THE DATA:
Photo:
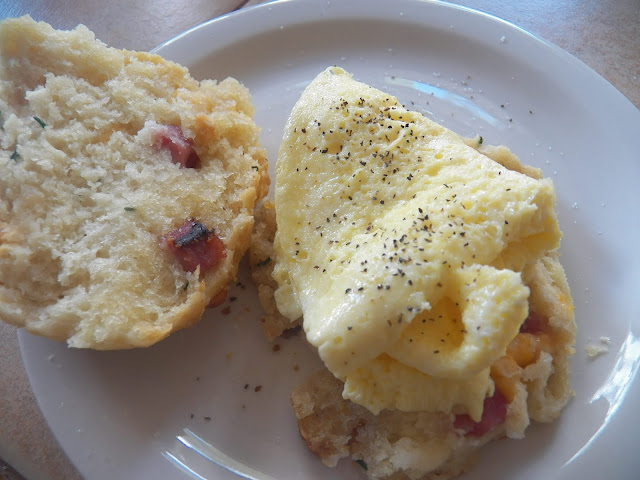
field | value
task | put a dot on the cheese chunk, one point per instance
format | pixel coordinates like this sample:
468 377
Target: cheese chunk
401 246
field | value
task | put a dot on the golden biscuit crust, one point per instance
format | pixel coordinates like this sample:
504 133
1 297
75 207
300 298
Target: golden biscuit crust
88 191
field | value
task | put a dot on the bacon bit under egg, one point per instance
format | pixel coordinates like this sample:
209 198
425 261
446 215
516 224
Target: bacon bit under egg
181 148
194 245
493 414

TASK OBJECTIVE: Although the records contain pictures, the output must hold only their exact wording.

OUTPUT FOR THIS TASK:
Photo:
field | value
task | put a dot on the cheese chunk, one point per instance
format | pixel coordinates like this sample:
468 377
Target: cheese chunk
401 246
field | value
task | put a dot on the golden biscuit crust, one point per instance
format | pixel coordinates like this sample:
504 133
1 297
75 207
300 298
Target: golden biscuit crust
88 191
field | value
task | put a dot on the bacon bit under egg, one point per instance
format | pixel coordinates like this sample:
209 198
425 261
446 215
516 224
Target: bacon bit under egg
181 148
194 245
493 414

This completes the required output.